• [EXERCISE MATERIAL]
****
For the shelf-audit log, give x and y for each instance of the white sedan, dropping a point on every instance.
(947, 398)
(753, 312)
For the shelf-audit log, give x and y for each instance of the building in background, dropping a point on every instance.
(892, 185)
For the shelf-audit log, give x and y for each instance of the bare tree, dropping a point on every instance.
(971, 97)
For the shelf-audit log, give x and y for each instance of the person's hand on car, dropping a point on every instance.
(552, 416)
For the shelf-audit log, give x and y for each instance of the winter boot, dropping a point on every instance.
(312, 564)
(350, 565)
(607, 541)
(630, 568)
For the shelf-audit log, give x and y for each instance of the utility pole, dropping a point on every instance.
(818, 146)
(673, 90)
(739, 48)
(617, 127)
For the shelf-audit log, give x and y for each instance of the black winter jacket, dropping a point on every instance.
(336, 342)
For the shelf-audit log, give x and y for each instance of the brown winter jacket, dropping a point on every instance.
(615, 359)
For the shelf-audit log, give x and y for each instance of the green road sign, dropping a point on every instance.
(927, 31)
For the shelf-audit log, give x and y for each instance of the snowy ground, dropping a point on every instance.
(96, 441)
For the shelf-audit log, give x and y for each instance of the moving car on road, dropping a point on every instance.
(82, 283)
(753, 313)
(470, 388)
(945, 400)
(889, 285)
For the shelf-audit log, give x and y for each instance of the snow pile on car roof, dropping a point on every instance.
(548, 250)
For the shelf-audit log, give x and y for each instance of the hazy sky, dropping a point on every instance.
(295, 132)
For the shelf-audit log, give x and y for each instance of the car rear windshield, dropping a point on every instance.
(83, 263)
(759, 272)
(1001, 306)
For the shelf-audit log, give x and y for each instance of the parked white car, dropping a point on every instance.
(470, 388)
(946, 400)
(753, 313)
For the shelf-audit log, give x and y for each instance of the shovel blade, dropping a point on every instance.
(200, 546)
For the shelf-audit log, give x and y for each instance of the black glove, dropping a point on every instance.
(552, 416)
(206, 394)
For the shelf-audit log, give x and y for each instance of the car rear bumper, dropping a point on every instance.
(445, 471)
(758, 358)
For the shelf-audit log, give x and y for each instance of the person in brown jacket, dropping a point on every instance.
****
• [TASK OBJECTIVE] Set down each record verbatim.

• [WRITTEN RESPONSE]
For the shelf-audit log, give x and y for each instance of the white sedan, dropping a point on every instance.
(947, 398)
(753, 312)
For the shelf-audit log, give x and y for each instance of the building in background, dropping a point on every instance.
(892, 185)
For the shelf-audit log, give x and y for each instance of the bare tree, dropping a point on every instance.
(971, 97)
For the shelf-audit log, give x and y for each instance of the person's hand on car, dropping a point on every instance.
(552, 416)
For the shelf-audit log, give x and y for each instance of the winter boot, dropping a point on every instance.
(312, 564)
(350, 565)
(607, 541)
(630, 568)
For the shelf-audit log, give x and y for each instance of the utility pole, dropping a point on every instance.
(818, 146)
(673, 90)
(739, 48)
(617, 127)
For the shelf-audit log, give x and y for each instance of the black winter jacket, dropping a point on every instance.
(336, 342)
For the shelf-audit log, give x and y for each instance of the brown winter jacket, dropping a point on every instance.
(615, 359)
For the shelf-audit log, give x and y for each instance of the green road sign, dropping a point on every instance.
(927, 31)
For the shelf-audit log, give x and y for each instance of the snowy ground, dropping a point on every instance.
(96, 441)
For the shelf-audit log, give x and y for each instance of the moving car on road, dropping a point on every instance.
(82, 283)
(753, 313)
(470, 388)
(945, 400)
(889, 285)
For the shelf-audit log, give x and y for each instance of the snow pile on car roof, dropping a point on every instance.
(548, 250)
For the shelf-audit log, give x and y for each instance of the hazy sky, dropping a point on every instance.
(295, 132)
For the shelf-audit log, give x and y for each instance of the car rear windshield, dropping a point on every instance.
(83, 263)
(759, 272)
(1001, 306)
For the shelf-audit log, give x and y for each instance of the parked white car, dropping a point on every instance.
(470, 388)
(946, 400)
(753, 313)
For the shelf-audit log, give x and y for each instance of the shovel blade, dropping a point on every instance.
(200, 546)
For the shelf-audit log, give x and y for each instance of the black glove, dropping a point on every instance.
(552, 416)
(206, 394)
For the shelf-audit log, give x and y for each instance of the car rear bumper, dropping a point on every instance.
(445, 471)
(758, 358)
For the shelf-audit log, give x and y for each instance of the person in brown jacket, dropping a point on every instance.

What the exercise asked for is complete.